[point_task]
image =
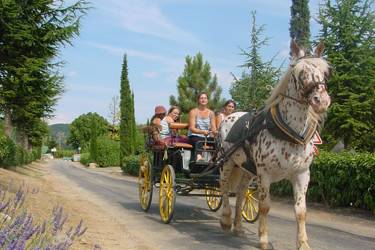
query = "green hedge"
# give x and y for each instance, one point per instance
(61, 153)
(131, 165)
(85, 159)
(14, 155)
(344, 179)
(108, 152)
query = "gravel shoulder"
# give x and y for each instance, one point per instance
(111, 229)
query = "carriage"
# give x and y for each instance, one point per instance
(170, 168)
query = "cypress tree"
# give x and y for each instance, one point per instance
(31, 35)
(300, 22)
(250, 91)
(195, 79)
(347, 27)
(126, 120)
(134, 126)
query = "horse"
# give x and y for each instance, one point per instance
(285, 151)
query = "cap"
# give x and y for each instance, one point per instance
(160, 110)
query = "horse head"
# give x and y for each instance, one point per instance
(310, 75)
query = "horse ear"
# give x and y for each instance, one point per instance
(319, 49)
(294, 49)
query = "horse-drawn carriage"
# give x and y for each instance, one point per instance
(170, 167)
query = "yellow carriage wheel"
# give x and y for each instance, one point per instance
(167, 194)
(250, 206)
(145, 183)
(213, 198)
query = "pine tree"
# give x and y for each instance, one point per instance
(126, 110)
(195, 79)
(94, 142)
(253, 88)
(300, 23)
(347, 27)
(31, 35)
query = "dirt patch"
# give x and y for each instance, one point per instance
(103, 229)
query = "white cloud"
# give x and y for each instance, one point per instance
(145, 17)
(60, 118)
(131, 52)
(150, 74)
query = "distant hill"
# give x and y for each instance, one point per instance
(59, 127)
(60, 133)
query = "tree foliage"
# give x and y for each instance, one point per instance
(253, 88)
(127, 119)
(31, 34)
(300, 22)
(195, 79)
(347, 26)
(81, 129)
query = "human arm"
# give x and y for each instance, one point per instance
(213, 123)
(218, 120)
(192, 122)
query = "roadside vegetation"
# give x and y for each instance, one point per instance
(345, 178)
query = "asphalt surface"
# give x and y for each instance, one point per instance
(194, 226)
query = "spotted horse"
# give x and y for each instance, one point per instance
(277, 143)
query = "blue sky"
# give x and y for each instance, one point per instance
(157, 36)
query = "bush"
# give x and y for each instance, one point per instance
(131, 165)
(108, 152)
(61, 153)
(345, 179)
(85, 159)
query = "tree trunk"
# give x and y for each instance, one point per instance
(8, 128)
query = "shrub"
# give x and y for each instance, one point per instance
(345, 179)
(61, 153)
(108, 152)
(131, 165)
(85, 159)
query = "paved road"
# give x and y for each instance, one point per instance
(194, 226)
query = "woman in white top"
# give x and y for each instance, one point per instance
(228, 108)
(201, 123)
(172, 116)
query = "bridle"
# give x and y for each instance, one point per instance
(306, 90)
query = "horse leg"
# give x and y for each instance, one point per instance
(264, 208)
(240, 194)
(225, 220)
(300, 183)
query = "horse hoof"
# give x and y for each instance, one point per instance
(239, 232)
(304, 246)
(225, 227)
(263, 246)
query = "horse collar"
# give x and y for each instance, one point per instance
(278, 128)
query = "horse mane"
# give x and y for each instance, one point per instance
(279, 89)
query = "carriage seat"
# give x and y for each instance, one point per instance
(182, 145)
(156, 144)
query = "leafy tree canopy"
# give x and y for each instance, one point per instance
(195, 79)
(300, 22)
(81, 129)
(347, 27)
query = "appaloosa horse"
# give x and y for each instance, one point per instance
(282, 148)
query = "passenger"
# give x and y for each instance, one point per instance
(160, 112)
(167, 134)
(201, 123)
(228, 108)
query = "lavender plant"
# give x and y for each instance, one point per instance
(19, 230)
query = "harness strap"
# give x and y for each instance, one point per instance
(280, 129)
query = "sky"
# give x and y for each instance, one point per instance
(156, 36)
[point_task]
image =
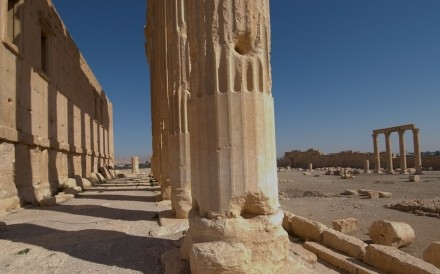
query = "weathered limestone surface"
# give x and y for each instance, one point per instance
(346, 225)
(432, 254)
(396, 234)
(211, 78)
(392, 260)
(55, 119)
(346, 244)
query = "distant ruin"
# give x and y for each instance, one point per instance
(353, 159)
(55, 120)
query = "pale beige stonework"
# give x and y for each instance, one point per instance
(55, 119)
(396, 234)
(402, 148)
(211, 99)
(135, 165)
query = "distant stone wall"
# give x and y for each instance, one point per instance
(55, 120)
(353, 159)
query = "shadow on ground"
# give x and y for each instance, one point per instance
(98, 246)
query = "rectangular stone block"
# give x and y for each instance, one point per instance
(391, 260)
(346, 244)
(338, 260)
(307, 229)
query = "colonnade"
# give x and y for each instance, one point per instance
(402, 147)
(213, 130)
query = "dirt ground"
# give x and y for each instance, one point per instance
(317, 198)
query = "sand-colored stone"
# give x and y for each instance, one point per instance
(414, 178)
(346, 225)
(396, 234)
(225, 72)
(346, 244)
(338, 260)
(432, 254)
(307, 229)
(392, 260)
(55, 119)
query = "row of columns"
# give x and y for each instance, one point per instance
(213, 130)
(402, 148)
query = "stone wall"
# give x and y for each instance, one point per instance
(55, 120)
(353, 159)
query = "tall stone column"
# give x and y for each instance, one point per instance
(417, 154)
(403, 167)
(178, 82)
(389, 153)
(156, 49)
(135, 165)
(367, 166)
(236, 221)
(377, 168)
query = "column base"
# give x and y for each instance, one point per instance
(249, 244)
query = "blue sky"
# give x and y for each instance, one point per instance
(340, 69)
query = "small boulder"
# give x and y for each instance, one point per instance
(414, 178)
(346, 226)
(396, 234)
(432, 254)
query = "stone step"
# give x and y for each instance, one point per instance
(343, 262)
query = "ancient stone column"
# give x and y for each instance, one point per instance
(135, 165)
(403, 167)
(417, 154)
(178, 82)
(367, 166)
(389, 153)
(236, 213)
(376, 154)
(156, 47)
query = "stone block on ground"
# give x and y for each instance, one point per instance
(432, 254)
(287, 221)
(303, 253)
(69, 183)
(396, 234)
(220, 257)
(392, 260)
(350, 192)
(383, 194)
(338, 260)
(173, 264)
(346, 244)
(307, 229)
(373, 195)
(104, 172)
(346, 225)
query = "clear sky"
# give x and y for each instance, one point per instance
(340, 69)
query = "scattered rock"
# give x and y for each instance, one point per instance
(347, 225)
(383, 194)
(395, 234)
(350, 192)
(432, 254)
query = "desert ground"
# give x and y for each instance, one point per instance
(114, 227)
(316, 196)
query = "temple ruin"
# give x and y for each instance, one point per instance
(55, 120)
(212, 104)
(389, 153)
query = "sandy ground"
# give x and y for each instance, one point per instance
(334, 206)
(106, 229)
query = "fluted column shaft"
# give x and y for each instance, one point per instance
(417, 154)
(403, 167)
(376, 154)
(389, 153)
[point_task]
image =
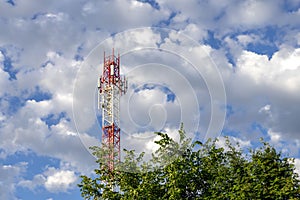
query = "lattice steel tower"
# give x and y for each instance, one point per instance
(111, 86)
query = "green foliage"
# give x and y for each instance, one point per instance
(192, 170)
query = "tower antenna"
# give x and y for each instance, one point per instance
(111, 86)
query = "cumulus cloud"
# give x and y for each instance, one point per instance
(262, 90)
(54, 180)
(9, 175)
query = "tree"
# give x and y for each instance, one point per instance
(192, 170)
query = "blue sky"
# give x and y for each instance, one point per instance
(240, 79)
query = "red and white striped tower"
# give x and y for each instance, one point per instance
(111, 86)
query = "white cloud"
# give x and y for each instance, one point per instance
(236, 142)
(9, 175)
(60, 181)
(54, 180)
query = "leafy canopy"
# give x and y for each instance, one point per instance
(192, 170)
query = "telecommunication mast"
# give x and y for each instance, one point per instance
(111, 86)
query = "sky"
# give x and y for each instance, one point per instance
(223, 68)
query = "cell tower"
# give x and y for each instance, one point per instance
(111, 86)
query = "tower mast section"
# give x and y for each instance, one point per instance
(111, 86)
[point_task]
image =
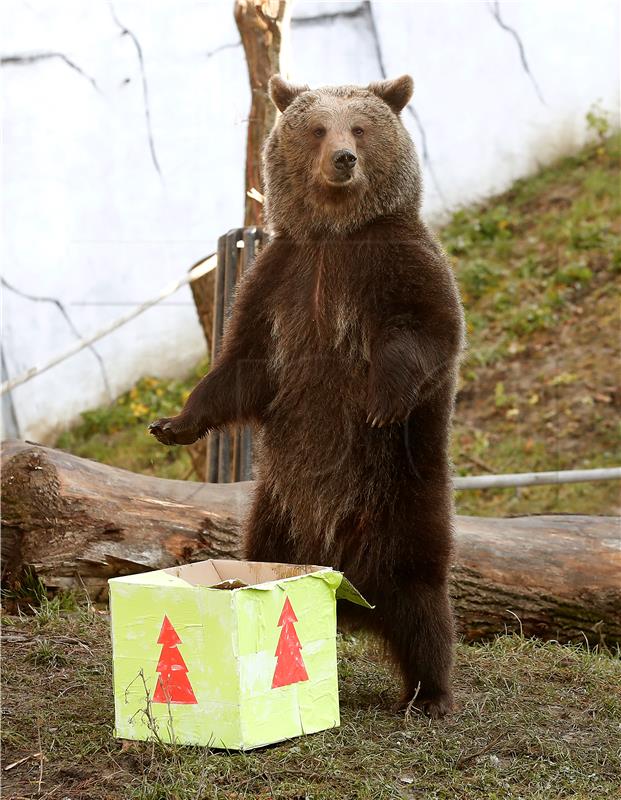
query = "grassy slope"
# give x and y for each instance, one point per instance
(539, 272)
(537, 721)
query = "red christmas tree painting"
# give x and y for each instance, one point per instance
(290, 665)
(172, 685)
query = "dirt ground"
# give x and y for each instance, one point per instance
(537, 721)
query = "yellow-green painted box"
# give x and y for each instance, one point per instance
(228, 654)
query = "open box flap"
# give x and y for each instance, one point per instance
(347, 591)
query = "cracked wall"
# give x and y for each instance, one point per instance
(124, 135)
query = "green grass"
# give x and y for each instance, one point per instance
(535, 720)
(116, 434)
(539, 271)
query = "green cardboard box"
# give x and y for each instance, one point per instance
(230, 654)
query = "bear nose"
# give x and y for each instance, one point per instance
(344, 159)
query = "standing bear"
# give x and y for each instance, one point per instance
(343, 348)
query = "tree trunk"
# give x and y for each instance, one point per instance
(79, 522)
(264, 28)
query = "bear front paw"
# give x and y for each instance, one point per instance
(174, 430)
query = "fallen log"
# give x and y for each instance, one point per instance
(78, 523)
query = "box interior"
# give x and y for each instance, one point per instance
(231, 574)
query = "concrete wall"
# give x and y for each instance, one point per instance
(124, 134)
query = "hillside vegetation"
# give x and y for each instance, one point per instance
(539, 273)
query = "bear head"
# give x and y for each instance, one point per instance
(338, 157)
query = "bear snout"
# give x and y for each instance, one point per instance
(344, 160)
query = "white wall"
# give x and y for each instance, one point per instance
(102, 207)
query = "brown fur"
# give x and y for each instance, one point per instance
(343, 346)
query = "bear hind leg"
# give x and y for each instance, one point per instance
(419, 631)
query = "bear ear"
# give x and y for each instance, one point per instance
(395, 93)
(283, 93)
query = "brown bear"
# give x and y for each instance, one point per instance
(343, 347)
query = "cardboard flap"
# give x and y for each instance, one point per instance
(346, 591)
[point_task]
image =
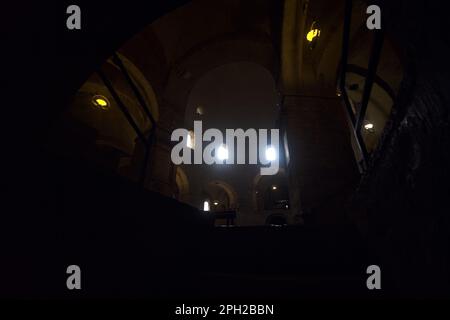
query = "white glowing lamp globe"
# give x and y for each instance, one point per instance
(271, 153)
(222, 153)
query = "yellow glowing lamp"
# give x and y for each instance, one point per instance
(100, 102)
(312, 34)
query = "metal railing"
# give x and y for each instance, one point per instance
(146, 140)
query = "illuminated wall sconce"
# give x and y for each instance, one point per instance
(190, 142)
(271, 153)
(369, 126)
(222, 153)
(313, 34)
(100, 102)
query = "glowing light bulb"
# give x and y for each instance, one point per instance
(312, 34)
(222, 153)
(271, 153)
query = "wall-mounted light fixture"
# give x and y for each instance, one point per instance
(100, 102)
(313, 34)
(369, 126)
(222, 153)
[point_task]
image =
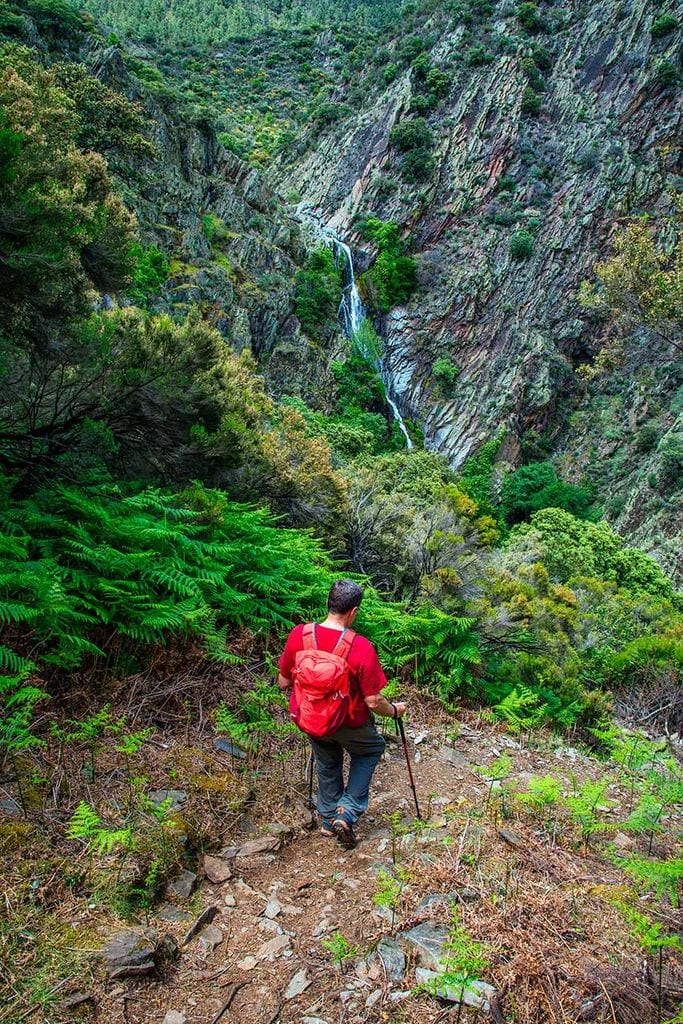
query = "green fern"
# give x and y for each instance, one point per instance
(521, 709)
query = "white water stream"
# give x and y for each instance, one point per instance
(351, 315)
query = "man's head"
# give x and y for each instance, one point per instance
(343, 600)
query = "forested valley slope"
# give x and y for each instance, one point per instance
(294, 290)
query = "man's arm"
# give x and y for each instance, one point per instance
(380, 706)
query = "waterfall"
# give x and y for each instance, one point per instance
(351, 315)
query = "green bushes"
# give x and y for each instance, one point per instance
(445, 374)
(521, 245)
(529, 16)
(414, 139)
(664, 26)
(666, 74)
(317, 293)
(537, 486)
(410, 135)
(392, 279)
(150, 271)
(570, 547)
(531, 102)
(645, 662)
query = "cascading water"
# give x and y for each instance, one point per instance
(351, 315)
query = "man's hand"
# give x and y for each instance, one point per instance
(380, 706)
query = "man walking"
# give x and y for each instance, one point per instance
(336, 681)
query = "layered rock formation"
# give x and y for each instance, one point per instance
(601, 150)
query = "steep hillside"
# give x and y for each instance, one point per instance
(553, 128)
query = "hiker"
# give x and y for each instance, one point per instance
(336, 680)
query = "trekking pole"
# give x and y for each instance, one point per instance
(310, 780)
(401, 732)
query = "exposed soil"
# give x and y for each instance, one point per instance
(557, 947)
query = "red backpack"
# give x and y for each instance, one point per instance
(319, 695)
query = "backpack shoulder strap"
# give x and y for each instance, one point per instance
(309, 638)
(344, 643)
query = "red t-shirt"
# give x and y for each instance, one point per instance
(366, 673)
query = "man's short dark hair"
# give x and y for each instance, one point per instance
(343, 596)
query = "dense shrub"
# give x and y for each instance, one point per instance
(521, 245)
(569, 547)
(664, 26)
(414, 134)
(417, 165)
(536, 486)
(666, 74)
(317, 293)
(392, 279)
(445, 373)
(529, 16)
(531, 101)
(150, 271)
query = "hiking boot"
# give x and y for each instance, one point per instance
(344, 833)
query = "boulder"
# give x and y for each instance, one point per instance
(265, 844)
(210, 937)
(427, 941)
(130, 954)
(217, 869)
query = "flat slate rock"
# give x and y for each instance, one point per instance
(210, 937)
(273, 947)
(76, 999)
(172, 913)
(204, 919)
(391, 958)
(130, 954)
(174, 1017)
(475, 993)
(428, 941)
(226, 747)
(453, 757)
(217, 869)
(9, 806)
(177, 798)
(265, 844)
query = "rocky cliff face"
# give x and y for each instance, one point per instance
(232, 250)
(600, 150)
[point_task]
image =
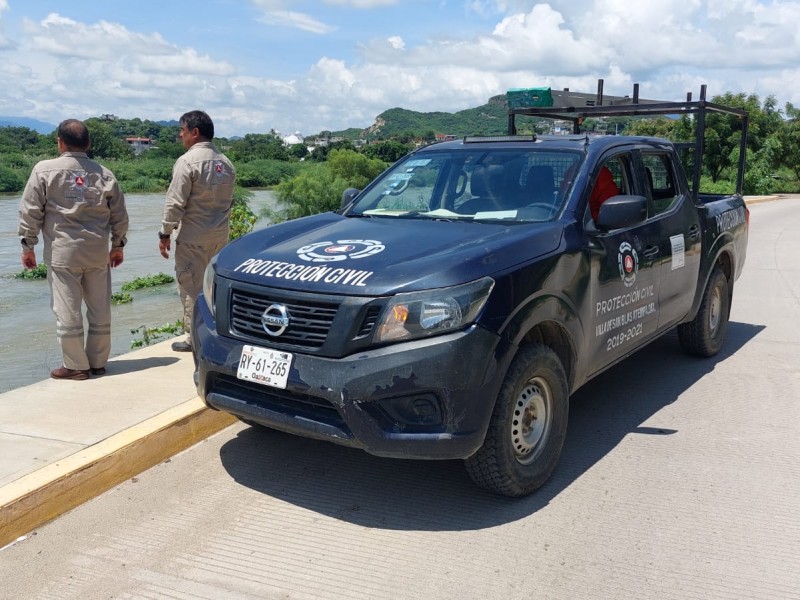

□ □ □ □ □

# Work request
Please show all lines from the entries that contain the word "foliage".

# Answer
query = "tree foliage"
query = "green foliage"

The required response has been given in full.